Excerpted text:
[Begin]

Why commands are so slow?

Deril's Avatar

Deril

03 Jan, 2012 01:50 PM

Hello,
I like this framework very much for cleaner code and DI. But framework performance does not look nice.
I am doing some serious stress testing on RobotLegs.

To run one empty command RL eats 0.07ms of execution time.

To put it to perspective. in 1 ms you can run 14 commands.

If you run you application at 30 FPS you got 33ms for your disposal. That gives you 460 Commands per ENTER_FRAME to completely use you execution time for empty command calls. (no space for rendering or any other code..)

For comparison : PureMVC does this work about 8 times faster.. giving you. 3500 empty commands per ENTER_FRAME.

For comparison : you can call object function 90.000 times per ENTER_FRAME to use execution time.


460 Commands per frame tick can be very limiting.

for example... its easy to imagine 500 objects on screen that invokes commands to do something with them per frame. You have no alternatives but to create commands that affects many objects.


If I understand correctly... RL command calls has this work to do:

1: creation of event object(and destruction..) (uses ~0.0006ms + more if garbage collector is triggered.)
2: creation of Command object(and destruction..) (uses ~0.0006ms)
3: injection magic...
4: call execute(). (uses ~0.0003ms )

Point 1 : can be improved by using signals. (it raised command count from 14 to 17 per 1ms)

any other ideas how to improve command performance?

Is it possible to have lazy commands triggered by event? same way we have lazy mediators?

  1. 1 Posted by jos on 03 Jan, 2012 02:18 PM

    jos's Avatar

    So, is it fast enough for your application? Or are these numbers just to have numbers? While benchmarks are important, the real key is, is it fast enough for YOUR application?

    If you are building a game, then you probably don't want to be using RL in your game's main loop. But for controlling the rest of the game - view transitions between screens, backend communications, setup/init of external data, etc etc, where speed is perhaps not as critical, then you are golden.

    My 2 cents.

  2. Support Staff 2 Posted by Till Schneidere... on 03 Jan, 2012 02:50 PM

    Till Schneidereit's Avatar

    Thanks for your feedback, Raima.

    I agree that that's a lot of overhead. The majority of that probably
    comes from the Swiftsuspenders DI container that creates the commands,
    whereas only a smaller part should be caused by Robotlegs itself.

    Which is why I went to great efforts to tune the performance for
    Swiftsuspenders 2, which Robotlegs 2 will use.

    Based on that, Robotlegs 2 should be a lot faster than 1. Once it's
    properly optimized itself, that is. We didn't really do that, yet, but
    Swiftsuspenders is already tuned as much as I know how to.

    On top of these gains, it will be possible to use advanced measures
    such as command instance pooling to further get the overhead down.

  3. 3 Posted by Deril on 03 Jan, 2012 04:03 PM

    Deril's Avatar

    jos - I need to stress test the tools and be able to "sell" them for big games, at the moment with games I had to deal with I imagine easily using a lot off commands per frame without getting into main game loop.

[End]

Source data:
[Begin]

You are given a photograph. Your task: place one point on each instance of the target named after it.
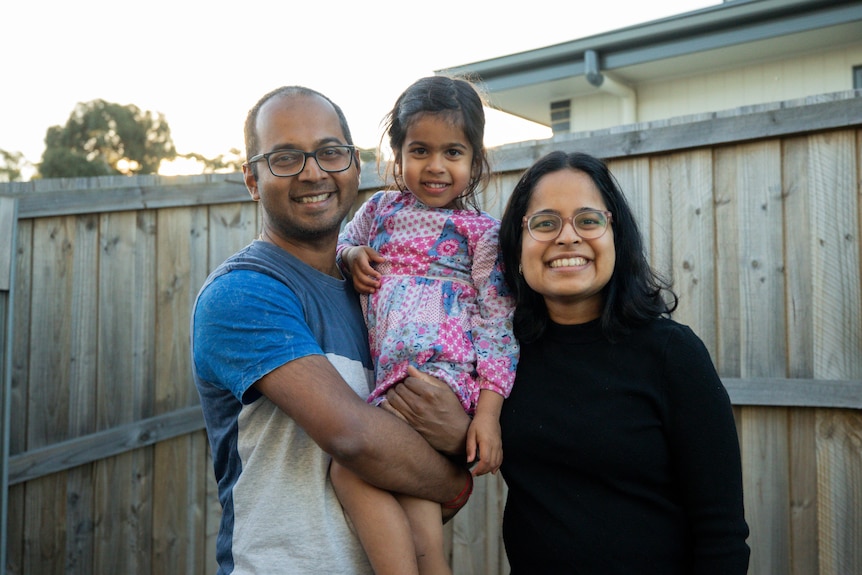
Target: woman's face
(569, 272)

[End]

To do:
(1) In the forum thread on Robotlegs command speed, how much execution time does one empty command take?
(2) Summarize the forum thread on Robotlegs command speed in two sentences.
(3) Extract the stretch of the Robotlegs speed thread from "If I understand" through "improve command performance?".

Responses per task:
(1) About 0.07 ms per empty command.

(2) Deril's stress testing shows that an empty Robotlegs command takes 0.07 ms, about eight times slower than PureMVC, and Deril asks for ideas to improve command performance. The replies say Robotlegs probably shouldn't run in a game's main loop, and that most of the overhead likely comes from the Swiftsuspenders DI container, which has been tuned for Robotlegs 2.

(3)
If I understand correctly... RL command calls has this work to do:

1: creation of event object(and destruction..) (uses ~0.0006ms + more if garbage collector is triggered.)
2: creation of Command object(and destruction..) (uses ~0.0006ms)
3: injection magic...
4: call execute(). (uses ~0.0003ms )

Point 1 : can be improved by using signals. (it raised command count from 14 to 17 per 1ms)

any other ideas how to improve command performance?